■ TASK REQUIREMENTS:
[a] Extract the passage of the post on Shakespeare's "Sonnet 100" that runs from "Shakespeare’s thought provoking, gut-wrenching, and" to "ubjects light?", copying it word for word.
[b] Extend the post on Shakespeare's "Sonnet 100", starting right after its final sentence.

Max’s Musings: Shakespeare Sonnet

What is a poet without their muse?

William Shakespeare is most known for his skills as a playwright. His powerhouse plays showcase his extensive range, from whimsical comedies like A Midsummer Night’s Dream and The Tempest, to diverse histories like King Lear and Julius Caesar, to dark tragedies like Hamlet, Romeo and Juliet, Macbeth, and Othello.

In addition to his plays, Shakespeare crafted over 150 sonnets over the course of his life. Shakespeare’s poetry is no exception to his craftsmanship. His sonnets, fueled with consistent rhyme scheme and rhythmic iambic pentameter, offer a healing and rejuvenating quality for the readers.

After high school drowned me out in Shakespeare, I fell out of love with his works. It wasn’t until I took a Shakespeare class in college that my love and respect for him and his literary works revitalized itself. Whether or not you went through your own anti-Shakespeare phase, I encourage you to broaden your literary horizons and set sail on this sonnet sea with me.

Shakespeare’s thought provoking, gut-wrenching, and philosophical sonnets hold their own weight and intrinsic merit. Tempted with many different pinpoints of poetry to discuss, I ended up selecting “Sonnet 100” due to its depiction of a poet’s relationship with their melodious muse and how it allows its readers to contemplate relationships both past and present, and how they still play into their lives today.

Where art thou, Muse, that thou forget’st so long
To speak of that which gives thee all thy might?
Spend’st thou thy fury on some worthless song,
Darkening thy power, to lend base subjects light?
Return, forgetful muse, and straight redeem
In gentle numbers time so idly spent;
Sing to the ear that doth thy lays esteem
And gives thy pen both skill and argument.
Rise; resty muse, my love’s sweet face survey
If Time have any wrinkle graven there;
If any, be a satire to decay,
And make Time’s spoils despised everywhere.
   Give my love fame faster than Time wastes life;
   So thou prevent’st his scythe and crooked knife.

At the beginning of the poem, the speaker acknowledges a rift in their relationship with their unnamed muse. They subsequently call, while in a mournful longing, for the relationship to be repaired. There is an outpouring of vulnerability in the speaker’s struggle with not being able to create prior to their muse departing from their life.

The speaker pays homage to all that the muse has inspired them to write with “both skill and argument”. They acknowledge that their work is just as much the muse’s as theirs and hopes to regain common ground again.

[Coordinate annotation records]

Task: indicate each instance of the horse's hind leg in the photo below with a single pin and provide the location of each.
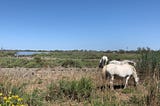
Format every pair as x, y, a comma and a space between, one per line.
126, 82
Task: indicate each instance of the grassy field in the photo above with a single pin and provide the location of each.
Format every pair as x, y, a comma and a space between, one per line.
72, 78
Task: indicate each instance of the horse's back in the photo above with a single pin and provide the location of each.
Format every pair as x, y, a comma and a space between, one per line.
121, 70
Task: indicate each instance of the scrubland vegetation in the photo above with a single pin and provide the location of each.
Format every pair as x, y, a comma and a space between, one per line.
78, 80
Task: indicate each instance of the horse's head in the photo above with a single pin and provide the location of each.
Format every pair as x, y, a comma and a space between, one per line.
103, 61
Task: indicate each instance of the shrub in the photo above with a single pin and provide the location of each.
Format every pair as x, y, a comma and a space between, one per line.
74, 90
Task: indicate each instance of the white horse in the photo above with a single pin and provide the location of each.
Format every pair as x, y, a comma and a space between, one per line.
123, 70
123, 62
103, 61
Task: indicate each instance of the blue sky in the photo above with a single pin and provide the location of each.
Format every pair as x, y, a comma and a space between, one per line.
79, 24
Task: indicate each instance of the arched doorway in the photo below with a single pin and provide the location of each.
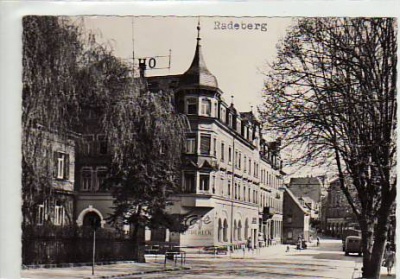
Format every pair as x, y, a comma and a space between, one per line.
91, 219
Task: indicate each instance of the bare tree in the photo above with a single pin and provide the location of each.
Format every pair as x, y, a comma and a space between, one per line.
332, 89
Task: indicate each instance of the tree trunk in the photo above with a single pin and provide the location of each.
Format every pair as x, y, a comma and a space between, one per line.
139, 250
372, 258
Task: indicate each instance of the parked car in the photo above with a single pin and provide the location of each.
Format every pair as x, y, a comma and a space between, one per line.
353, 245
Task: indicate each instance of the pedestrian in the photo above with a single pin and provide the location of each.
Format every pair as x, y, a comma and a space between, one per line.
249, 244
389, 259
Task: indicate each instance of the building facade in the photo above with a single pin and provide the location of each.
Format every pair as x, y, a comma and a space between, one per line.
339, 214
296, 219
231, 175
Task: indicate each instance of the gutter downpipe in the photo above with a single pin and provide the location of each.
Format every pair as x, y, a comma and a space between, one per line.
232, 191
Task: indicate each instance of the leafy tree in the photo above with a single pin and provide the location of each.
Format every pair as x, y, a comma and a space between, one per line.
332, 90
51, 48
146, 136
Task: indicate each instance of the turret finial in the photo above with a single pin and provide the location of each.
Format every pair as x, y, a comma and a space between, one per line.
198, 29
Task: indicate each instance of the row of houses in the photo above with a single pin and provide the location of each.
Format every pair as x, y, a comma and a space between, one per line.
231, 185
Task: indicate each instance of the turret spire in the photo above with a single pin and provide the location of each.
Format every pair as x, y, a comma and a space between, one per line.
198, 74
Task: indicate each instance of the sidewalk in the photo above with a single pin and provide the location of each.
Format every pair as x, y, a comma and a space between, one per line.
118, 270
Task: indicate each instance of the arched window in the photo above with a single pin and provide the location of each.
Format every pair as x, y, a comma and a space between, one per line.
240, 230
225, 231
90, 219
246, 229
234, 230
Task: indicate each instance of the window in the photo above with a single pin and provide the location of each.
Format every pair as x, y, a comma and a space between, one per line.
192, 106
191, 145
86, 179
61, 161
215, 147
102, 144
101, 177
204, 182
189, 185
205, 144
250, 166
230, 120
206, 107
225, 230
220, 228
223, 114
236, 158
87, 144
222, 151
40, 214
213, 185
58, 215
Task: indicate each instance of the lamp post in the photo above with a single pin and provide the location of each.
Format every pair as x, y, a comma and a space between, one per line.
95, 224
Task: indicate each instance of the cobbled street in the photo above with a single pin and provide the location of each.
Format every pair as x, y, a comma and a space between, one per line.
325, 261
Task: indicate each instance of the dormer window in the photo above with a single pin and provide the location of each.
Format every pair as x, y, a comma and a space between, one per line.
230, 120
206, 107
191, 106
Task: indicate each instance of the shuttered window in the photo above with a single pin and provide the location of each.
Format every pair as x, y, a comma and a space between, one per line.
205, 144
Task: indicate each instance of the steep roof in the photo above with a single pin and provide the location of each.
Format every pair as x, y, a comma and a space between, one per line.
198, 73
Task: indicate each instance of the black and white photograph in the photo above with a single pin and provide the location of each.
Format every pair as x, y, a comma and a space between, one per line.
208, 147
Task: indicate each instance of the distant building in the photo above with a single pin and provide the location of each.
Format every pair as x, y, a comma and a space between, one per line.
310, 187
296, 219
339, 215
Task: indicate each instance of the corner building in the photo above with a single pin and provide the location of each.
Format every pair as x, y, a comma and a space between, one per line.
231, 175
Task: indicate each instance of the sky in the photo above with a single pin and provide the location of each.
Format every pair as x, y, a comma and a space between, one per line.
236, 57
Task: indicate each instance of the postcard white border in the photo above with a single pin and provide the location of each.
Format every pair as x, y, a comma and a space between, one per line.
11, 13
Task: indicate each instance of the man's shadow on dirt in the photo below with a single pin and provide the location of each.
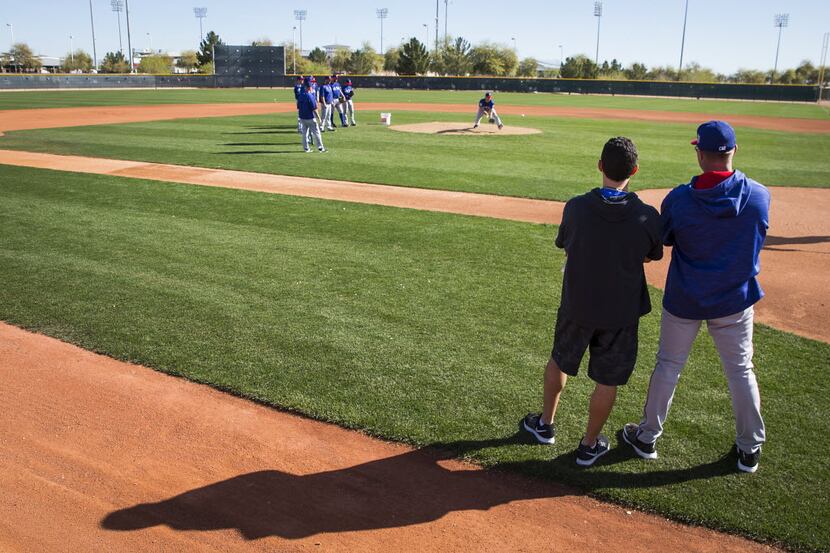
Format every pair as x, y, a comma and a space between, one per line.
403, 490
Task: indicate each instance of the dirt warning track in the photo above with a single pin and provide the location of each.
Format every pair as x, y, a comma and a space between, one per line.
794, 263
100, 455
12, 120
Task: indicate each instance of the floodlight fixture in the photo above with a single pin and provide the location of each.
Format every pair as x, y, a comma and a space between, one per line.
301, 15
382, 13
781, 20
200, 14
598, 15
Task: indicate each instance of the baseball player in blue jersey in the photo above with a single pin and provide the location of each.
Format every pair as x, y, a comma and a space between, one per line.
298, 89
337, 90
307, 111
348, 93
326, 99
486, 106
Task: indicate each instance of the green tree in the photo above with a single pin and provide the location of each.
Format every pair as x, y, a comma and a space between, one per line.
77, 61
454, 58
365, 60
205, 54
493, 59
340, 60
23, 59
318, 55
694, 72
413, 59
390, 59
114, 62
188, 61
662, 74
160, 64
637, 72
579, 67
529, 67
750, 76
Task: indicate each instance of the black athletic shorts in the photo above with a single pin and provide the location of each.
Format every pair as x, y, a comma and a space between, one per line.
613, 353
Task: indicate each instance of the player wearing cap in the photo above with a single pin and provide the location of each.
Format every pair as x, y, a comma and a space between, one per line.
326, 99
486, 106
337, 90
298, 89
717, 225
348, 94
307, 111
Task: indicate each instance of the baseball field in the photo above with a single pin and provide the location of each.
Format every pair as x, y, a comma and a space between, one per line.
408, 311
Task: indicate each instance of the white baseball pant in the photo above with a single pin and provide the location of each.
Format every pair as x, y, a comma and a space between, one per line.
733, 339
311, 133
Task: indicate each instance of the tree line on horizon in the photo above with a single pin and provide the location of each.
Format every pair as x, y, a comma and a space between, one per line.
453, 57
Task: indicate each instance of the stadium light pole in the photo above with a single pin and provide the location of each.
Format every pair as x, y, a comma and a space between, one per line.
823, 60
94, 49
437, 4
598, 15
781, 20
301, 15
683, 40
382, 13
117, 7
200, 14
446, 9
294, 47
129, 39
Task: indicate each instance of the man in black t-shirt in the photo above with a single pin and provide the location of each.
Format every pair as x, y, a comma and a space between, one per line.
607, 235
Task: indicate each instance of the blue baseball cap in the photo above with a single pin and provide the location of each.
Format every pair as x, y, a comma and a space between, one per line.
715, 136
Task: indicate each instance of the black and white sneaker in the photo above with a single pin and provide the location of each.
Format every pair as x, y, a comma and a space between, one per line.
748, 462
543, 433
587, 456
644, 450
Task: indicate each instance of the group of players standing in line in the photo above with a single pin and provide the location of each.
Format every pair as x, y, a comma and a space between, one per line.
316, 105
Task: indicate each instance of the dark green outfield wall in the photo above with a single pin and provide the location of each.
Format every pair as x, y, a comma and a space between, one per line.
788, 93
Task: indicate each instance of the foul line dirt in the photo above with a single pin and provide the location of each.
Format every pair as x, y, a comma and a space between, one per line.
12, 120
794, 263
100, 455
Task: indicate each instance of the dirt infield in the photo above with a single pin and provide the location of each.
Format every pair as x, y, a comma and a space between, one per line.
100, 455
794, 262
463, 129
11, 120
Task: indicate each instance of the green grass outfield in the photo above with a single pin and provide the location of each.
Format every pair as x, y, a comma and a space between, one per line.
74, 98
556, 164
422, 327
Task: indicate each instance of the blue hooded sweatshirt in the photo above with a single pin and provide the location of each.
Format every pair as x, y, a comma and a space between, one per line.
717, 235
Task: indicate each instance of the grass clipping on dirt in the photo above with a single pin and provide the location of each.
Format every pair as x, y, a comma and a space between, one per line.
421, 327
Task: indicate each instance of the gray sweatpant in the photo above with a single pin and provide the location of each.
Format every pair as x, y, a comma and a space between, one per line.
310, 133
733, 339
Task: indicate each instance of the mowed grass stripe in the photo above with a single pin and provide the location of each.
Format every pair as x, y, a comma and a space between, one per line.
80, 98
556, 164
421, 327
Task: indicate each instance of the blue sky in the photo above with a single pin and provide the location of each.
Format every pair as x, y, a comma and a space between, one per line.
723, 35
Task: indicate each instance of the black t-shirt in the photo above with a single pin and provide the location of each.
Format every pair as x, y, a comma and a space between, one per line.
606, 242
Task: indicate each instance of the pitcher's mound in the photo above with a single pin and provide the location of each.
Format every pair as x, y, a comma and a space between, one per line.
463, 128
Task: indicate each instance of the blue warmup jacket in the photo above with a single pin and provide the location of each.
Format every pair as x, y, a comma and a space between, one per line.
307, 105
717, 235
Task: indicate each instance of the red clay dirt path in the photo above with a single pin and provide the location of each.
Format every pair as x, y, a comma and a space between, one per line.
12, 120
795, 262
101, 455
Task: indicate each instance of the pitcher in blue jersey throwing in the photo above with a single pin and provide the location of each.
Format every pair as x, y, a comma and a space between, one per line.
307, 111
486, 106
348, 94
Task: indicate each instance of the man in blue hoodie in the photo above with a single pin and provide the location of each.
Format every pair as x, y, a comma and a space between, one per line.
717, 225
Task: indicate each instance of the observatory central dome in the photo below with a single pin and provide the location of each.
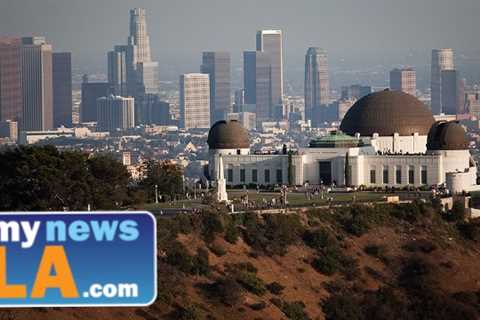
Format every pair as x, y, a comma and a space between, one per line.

■ RESULTS IN ORDER:
[a]
Shakespeare’s thought provoking, gut-wrenching, and philosophical sonnets hold their own weight and intrinsic merit. Tempted with many different pinpoints of poetry to discuss, I ended up selecting “Sonnet 100” due to its depiction of a poet’s relationship with their melodious muse and how it allows its readers to contemplate relationships both past and present, and how they still play into their lives today.

Where art thou, Muse, that thou forget’st so long
To speak of that which gives thee all thy might?
Spend’st thou thy fury on some worthless song,
Darkening thy power, to lend base subjects light?

[b]
The Complete Works of William Shakespeare next to Shakespeare bobblehead

The Evergreen Echo

Time may change the muse physically but will not affect the speaker’s feelings for them. The muse is eternally memorialized in the poet’s heart and within their own words regardless of the possible and potential rekindling. Although it is not clear what will happen, there is hope for their relationship to live anew.

After reading “Sonnet 100”, I wanted to reflect on my own myriads of muses. There is a symbolic relationship between a poet and a muse. Muses take many different forms and transcend more than just a mere person. They can surface from a place, an object, a memory, a personification, an identity, or anything that a poet can tap into to render a poem.

Constantly changing, what works one day may not work the next day. It is crucial for poets to say goodbye to their muses when they have served their purpose in their literary spaces.

When I first dabbled in writing poetry, sonnets were my poem of choice as they were the form I was predisposed to. Every sonnet felt like a puzzle trying to get the rhyme scheme to fit my narrative. As my writing has evolved, I have learned to drift from standard forms and experiment with free verse and free form.

With poetry, most people think a poet must stick to a standard rhyme scheme interlaced with flowery language like that of Shakespeare’s to make a “good” poem. How can one place limits on something so pure and vulnerable?

At the end of the day, poetry has no rules and restrictions. Poetry is a process that asks so much and so little of the poet simultaneously. Are you willing to give yourself over?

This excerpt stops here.